__MATERIAL PROVIDED__.
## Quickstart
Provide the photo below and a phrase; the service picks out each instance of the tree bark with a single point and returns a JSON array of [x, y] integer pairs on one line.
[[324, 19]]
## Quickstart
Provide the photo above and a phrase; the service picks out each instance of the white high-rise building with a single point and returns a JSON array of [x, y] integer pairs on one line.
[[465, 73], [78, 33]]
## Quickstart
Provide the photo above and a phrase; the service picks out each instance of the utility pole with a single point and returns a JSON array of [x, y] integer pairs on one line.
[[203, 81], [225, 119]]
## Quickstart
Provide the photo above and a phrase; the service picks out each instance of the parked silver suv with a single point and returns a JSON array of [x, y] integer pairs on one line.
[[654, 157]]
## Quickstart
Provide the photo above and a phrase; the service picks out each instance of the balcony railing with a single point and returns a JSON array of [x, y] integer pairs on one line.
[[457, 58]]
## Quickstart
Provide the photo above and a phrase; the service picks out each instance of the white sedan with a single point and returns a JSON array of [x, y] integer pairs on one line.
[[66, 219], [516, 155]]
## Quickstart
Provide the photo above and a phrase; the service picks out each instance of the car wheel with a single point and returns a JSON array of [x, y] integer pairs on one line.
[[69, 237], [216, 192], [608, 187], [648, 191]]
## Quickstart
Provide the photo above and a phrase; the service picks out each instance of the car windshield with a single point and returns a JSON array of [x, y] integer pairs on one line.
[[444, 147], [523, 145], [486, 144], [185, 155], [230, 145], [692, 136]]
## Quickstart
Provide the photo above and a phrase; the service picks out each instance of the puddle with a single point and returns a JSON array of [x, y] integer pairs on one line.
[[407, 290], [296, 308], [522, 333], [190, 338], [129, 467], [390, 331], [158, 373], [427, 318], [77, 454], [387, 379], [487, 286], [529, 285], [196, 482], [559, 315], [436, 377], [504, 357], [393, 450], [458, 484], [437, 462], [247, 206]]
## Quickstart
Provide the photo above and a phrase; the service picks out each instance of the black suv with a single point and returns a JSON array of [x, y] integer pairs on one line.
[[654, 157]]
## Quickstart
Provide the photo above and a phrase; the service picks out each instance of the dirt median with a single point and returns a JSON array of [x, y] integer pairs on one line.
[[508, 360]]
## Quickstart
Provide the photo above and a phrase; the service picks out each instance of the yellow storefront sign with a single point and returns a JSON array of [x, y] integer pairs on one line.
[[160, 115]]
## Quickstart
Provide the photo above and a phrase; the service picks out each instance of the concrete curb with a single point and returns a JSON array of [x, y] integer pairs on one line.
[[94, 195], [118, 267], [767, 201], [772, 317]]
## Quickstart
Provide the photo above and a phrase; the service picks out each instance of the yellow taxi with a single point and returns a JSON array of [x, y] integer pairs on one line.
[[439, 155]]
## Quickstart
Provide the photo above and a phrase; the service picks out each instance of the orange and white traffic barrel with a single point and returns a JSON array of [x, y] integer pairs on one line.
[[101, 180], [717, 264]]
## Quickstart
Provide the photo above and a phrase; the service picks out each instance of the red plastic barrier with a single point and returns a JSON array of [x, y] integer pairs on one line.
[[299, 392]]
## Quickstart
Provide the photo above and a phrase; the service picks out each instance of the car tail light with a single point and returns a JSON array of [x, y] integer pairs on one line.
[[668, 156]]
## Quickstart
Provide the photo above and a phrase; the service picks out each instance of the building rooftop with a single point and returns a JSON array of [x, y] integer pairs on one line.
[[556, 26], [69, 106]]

__AIM OF THE TASK__. Reproduce the whole listing above, word for word.

__OUTPUT FOR THIS EXERCISE__.
## Quickstart
Provide the photo below and a phrase; the service picks out each instance of the tree bark with a single point and returns a JSON array of [x, y] integer pairs on one line.
[[324, 19]]
## Quickstart
Provide the photo above and a phrase; the service picks out each instance of the white high-rise building with a single point and returns a JSON array of [x, y] integer pairs on one line.
[[465, 73], [78, 33]]
## Quickstart
Provide the photo above and a phrase; the service picks out each instance of the utility pole with a single point and returns a JSON array of [x, y] integer pairs on one line.
[[203, 81], [225, 119]]
## Quickstart
Provide the photo above and a phrase; the service picks out each instance of the parked silver suv with a single point and returns a JSON array of [x, y] integer pairs on one line.
[[654, 157]]
## Quickstart
Provide the photo above and a phrase; the service picks out each instance of the balcony railing with a single point and returns a JSON array of [x, y] integer pairs on one line.
[[457, 58]]
## Quickstart
Provide the photo above and a phrase; the service picks out each instance of the white sedan with a single point and returns a JSON array of [x, y] integer pairs on one line.
[[66, 219], [516, 155]]
## Quickstart
Provide the photo above and a phrase; the service picks out each instance of the car wheel with a single point and returns a JSON array of [x, y] integer pairs on one line.
[[69, 237], [216, 192], [608, 187], [648, 191]]
## Quickstart
Provide the photo above and a phrase; the service picks out each instance of the car windshield with a single point and returns a JSON array of [x, y] integer pairs on one line.
[[444, 147], [523, 145], [486, 144], [185, 155], [230, 145], [692, 136]]
## Quickstart
Provide the photo above and a phrase; the service picks out each instance of the puddle with a single point and returns a JSON array of [x, y] integer pairs on one line.
[[407, 290], [296, 308], [522, 333], [190, 338], [129, 467], [390, 331], [158, 373], [427, 318], [77, 454], [387, 379], [487, 286], [529, 285], [196, 482], [559, 315], [436, 377], [504, 357], [393, 450], [458, 484], [437, 462], [247, 206]]
## Quickstart
Provide the photo above and a phrase; the service picks out each instance of the black suv with a single point and returns a JSON array of [x, y] integer pairs on one line.
[[654, 157]]
## Quickstart
Provide the photo above and a phrase; the service picks out each instance of the dirt median with a single point and returns a JSON array of [x, y] integer pairs on one line.
[[508, 360]]
## Quickstart
Provide the photo above and a phrase; the service picks out each instance of the yellow storefront sign with a single point and returns a JSON array of [x, y] integer pairs on one line.
[[160, 115]]
## Quickstart
Provide the photo above and a phrase; the service picks out each instance of the concrete curb with a single point and returns a JSON array of [x, y] integer pairs on one line.
[[94, 195], [118, 267], [767, 201], [772, 317]]
## Quickstart
Provide the photo above and a phrase; the service picks out each instance of the yellow taxi with a single point and returns a JSON array of [x, y] integer pairs on one line.
[[439, 155]]
## Quickstart
Provide the photo above and a phrase; the service picks out each instance of the orange and white traffic barrel with a single point and returns a JSON array of [x, y] integer pairs on one line.
[[101, 180], [717, 264]]
## Quickstart
Provide the photo above and a phrase; the service picks out each instance of the red plastic barrier with a single point and returns a JSON array of [x, y] integer pairs on one line.
[[299, 392]]
## Quickstart
Provide the photo above and a phrase; the service picks out each instance of the car tail light with a single point and returns a JSON array of [x, y] integer pairs on one line.
[[668, 156]]
## Quickstart
Provide the photo above and a phrase; the service picks out each instance of the building rooftop with a single point and returns a JSON array of [x, y] integer pairs on one line.
[[556, 26], [69, 106]]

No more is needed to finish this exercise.